Angezeigter Text:
§

Hallo verehrte Captain-Huk-Leser,
nachfolgend geben wir Euch hier ein Urteil des AG Landstuhl zu den erforderlichen Sachverständigenkosten aus abgetretenem Recht (Factoring) gegen das Büro Grüne Karte e.V. bekannt. Anwaltlich war die Beklagte durch die RAe. BLD vertreten. Auch diese Anwälte konnten eine Verurteilung der Beklagten nicht verhindern. Trotzdem ist es interessant, mit welchen Argumenten die Prozessbevollmächtigten der Beklgten hantieren. So wird, wie üblich, die Aktivlegitimation ins Blaue hinein bestritten. Da wird schlicht behauptet, das Gutachten sei nicht brauchbar, weil der Sachverständige es untersagt habe, dass Teile des Gutachtens in die Internetrestwertbörse eingestellt werden dürfen. Dieses Verbot ergibt sich bereits aus der höchstrichterlichen Rechtsprechung. Gleichwohl ist das Gutachten brauchbar und auch zu erstatten. Darüber hinaus benutzen die Prozessbevollmächtigten der Beklagten bewußt den falschen Begriff „Gebühren“, obwohl jeder Jurastudent spätestens mit der Vorlesung „Verwaltungsrecht Bes. Teil“ weiß, dass Gebühren nur hoheitlich erhoben werden können. Die BGH-Rechtsprechung mit dem Urteil VI ZR 225/3 wird völlig ignoriert. Lest bitte selbst das Urteil und gebt Eure Kommentare ab.
Viele Grüße
Willi Wacker
Aktenzeichen:
3 C147/14
Amtsgericht
Landstuhl
IM NAMEN DES VOLKES
Urteil
In dem Rechtsstreit
Deutsche Anwaltliche Verrechnungsstelle AG, vertreten durch d. Vorstand, Schänzenstr. 30, 51063 Köln
-Klägerin
gegen
Deutsches Büro Grüne Karte e.V., vertreten durch d. Vorsitzenden, Wilhelmstraße 43/43 G, 10117 Berlin
– Beklagter
wegen Schadensersatz aus Verkehrsunfall
hat das Amtsgericht Landstuhl durch den Richter am Amtsgericht … am 07.08.2014 auf Grund des Sachstands vom 31.07.2014 ohne mündliche Verhandlung mit Zustimmung der Parteien gemäß § 128 Abs. 2 ZPO für Recht erkannt:
1. Der Beklagte wird verurteilt, an die Klägerin 902,08 € nebst Zinsen hieraus in Höhe von 5 Prozentpunkten über dem Basiszinssatz seit 22.04.2014 zu bezahlen.

§

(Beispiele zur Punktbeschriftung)
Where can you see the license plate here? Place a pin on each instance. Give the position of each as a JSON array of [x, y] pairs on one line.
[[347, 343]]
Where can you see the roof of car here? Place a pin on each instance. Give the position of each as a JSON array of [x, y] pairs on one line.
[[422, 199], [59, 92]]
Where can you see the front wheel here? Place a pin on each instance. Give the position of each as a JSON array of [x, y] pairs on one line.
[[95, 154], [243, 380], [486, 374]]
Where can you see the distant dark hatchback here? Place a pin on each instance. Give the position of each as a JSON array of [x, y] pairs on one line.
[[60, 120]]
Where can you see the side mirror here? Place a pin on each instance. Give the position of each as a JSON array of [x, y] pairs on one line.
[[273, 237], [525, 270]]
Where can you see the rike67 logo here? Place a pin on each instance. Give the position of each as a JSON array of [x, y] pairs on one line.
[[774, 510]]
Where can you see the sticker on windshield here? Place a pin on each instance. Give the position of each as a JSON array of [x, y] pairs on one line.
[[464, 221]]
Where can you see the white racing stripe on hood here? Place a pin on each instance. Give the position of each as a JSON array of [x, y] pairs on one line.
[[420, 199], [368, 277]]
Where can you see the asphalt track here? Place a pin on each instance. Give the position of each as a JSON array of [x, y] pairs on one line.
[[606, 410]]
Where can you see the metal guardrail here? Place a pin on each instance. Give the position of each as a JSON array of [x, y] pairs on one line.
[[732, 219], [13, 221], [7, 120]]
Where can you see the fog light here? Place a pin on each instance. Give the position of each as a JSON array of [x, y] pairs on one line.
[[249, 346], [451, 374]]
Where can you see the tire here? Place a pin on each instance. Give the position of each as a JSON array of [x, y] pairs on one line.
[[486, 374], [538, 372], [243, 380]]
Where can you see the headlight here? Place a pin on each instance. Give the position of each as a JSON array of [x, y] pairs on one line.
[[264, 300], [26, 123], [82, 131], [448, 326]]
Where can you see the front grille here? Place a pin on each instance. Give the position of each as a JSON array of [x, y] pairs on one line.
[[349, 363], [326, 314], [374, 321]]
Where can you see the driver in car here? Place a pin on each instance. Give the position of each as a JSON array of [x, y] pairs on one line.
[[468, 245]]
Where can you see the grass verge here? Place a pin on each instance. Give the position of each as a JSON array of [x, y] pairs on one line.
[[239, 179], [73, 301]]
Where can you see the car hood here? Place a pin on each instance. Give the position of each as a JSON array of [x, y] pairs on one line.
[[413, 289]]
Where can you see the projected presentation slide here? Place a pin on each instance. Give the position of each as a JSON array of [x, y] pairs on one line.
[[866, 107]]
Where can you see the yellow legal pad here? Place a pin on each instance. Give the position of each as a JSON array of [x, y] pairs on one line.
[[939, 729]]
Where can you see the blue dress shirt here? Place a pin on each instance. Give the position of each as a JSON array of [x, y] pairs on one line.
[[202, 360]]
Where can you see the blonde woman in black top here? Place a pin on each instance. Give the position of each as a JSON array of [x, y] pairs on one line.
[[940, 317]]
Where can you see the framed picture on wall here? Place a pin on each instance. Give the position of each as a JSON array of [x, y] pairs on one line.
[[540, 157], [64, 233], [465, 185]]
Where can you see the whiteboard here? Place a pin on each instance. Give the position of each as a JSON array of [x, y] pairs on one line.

§

Aufgabe: Welchen Betrag muss der Beklagte laut dem Urteil des Amtsgerichts Landstuhl an die Klägerin zahlen?

Antwort: 902,08 € nebst Zinsen in Höhe von 5 Prozentpunkten über dem Basiszinssatz seit 22.04.2014.